Reproduce word for word the passage of the CD-RW troubleshooting text below, from "CD-RWs Are From" to "eliminate buffer underruns.".

-------- GIVEN TEXT --------

Solved: The audio signal from the drive playing a music CD passes through your sound card via a small cable. Chances are, your CD-RW drive doesn't have one of these cables. Also, your sound card may have only one connector for audio input. >>TIP To play audio CDs from either drive, you'll need a Y-cable (available at consumer electronics stores) that splits a single line into two, as a telephone-line splitter does, so that you can connect both drives' sound cables to the sound card. Or you can get a sound card with two ports.
CD-RWs Are From Mars...
Mystery: Your CD-RW drive stops halfway though a recording session, displays a "buffer underrun" error message, and leaves you with a useless CD. What's the matter? Doesn't that blankity-blank drive like Slim Whitman's music?
Solved: Many older CD-RW drives need an uninterrupted flow of data to write to CD-R discs. If the data stream runs dry even for a second, the process terminates and the target CD becomes unusable.
The easy but expensive solution is to buy a new CD-RW drive armed with technology that protects discs from buffer underrun errors. >>TIP Or follow my cheap method: Lower the drive's write speed in your CD-burning software. The drive will work at a slower pace, but you'll eliminate buffer underruns.
>>TIPAnother approach is to maximize data flow to the CD-RW drive by reducing the CPU workload. Log off your network and close all open applications. If you're moving data from your CD-ROM or DVD-ROM drive to your CD-RW drive, consider copying the data to the hard drive first; hard drives move data faster than CD-ROM drives do. To optimize the hard drive, run Windows' ScanDisk and Disk Defragmenter; both utilities are in Start, Programs ( All Programs in XP), Accessories, System Tools.
>>TIP If your CD-RW drive is connected to your PC via the EIDE bus (as most internal drives are), make sure it's not attached to the same IDE cable as your hard drive. Most PCs come with two IDE channels. Each channel can have its own cable that supports two drives.

-------- SUPPLIED DATA --------

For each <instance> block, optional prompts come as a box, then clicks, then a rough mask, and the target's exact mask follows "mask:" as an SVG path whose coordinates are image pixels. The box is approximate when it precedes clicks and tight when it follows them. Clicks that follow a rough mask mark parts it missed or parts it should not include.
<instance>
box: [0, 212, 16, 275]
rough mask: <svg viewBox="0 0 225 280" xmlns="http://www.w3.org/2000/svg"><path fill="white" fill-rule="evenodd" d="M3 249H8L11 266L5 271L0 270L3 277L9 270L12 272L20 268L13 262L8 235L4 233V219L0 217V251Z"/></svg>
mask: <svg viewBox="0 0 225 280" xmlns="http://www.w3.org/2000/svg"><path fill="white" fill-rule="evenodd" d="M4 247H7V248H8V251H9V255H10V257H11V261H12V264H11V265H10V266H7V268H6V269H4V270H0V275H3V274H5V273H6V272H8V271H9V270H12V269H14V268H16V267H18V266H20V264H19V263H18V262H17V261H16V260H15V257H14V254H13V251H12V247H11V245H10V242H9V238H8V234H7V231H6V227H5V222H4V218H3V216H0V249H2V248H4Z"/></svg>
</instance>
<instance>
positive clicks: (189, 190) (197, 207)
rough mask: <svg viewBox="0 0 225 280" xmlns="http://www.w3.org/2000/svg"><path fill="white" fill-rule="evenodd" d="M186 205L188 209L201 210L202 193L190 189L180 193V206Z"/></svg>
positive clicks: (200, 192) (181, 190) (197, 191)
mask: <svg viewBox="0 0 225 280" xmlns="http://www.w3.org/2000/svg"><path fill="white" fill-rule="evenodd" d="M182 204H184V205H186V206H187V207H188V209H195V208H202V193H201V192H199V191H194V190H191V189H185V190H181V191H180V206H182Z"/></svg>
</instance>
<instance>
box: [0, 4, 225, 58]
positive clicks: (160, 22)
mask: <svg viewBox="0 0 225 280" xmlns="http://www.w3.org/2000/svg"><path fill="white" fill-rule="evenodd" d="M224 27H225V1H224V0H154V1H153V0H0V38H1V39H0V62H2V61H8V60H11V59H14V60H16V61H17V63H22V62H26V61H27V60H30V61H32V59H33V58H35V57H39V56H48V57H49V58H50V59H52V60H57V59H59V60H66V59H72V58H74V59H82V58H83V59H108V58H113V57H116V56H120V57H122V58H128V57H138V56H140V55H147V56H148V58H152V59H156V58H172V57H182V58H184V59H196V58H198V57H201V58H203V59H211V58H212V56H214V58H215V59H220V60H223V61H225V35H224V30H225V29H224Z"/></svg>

--------

RESPONSE TO THIS TASK:
CD-RWs Are From Mars...
Mystery: Your CD-RW drive stops halfway though a recording session, displays a "buffer underrun" error message, and leaves you with a useless CD. What's the matter? Doesn't that blankity-blank drive like Slim Whitman's music?
Solved: Many older CD-RW drives need an uninterrupted flow of data to write to CD-R discs. If the data stream runs dry even for a second, the process terminates and the target CD becomes unusable.
The easy but expensive solution is to buy a new CD-RW drive armed with technology that protects discs from buffer underrun errors. >>TIP Or follow my cheap method: Lower the drive's write speed in your CD-burning software. The drive will work at a slower pace, but you'll eliminate buffer underruns.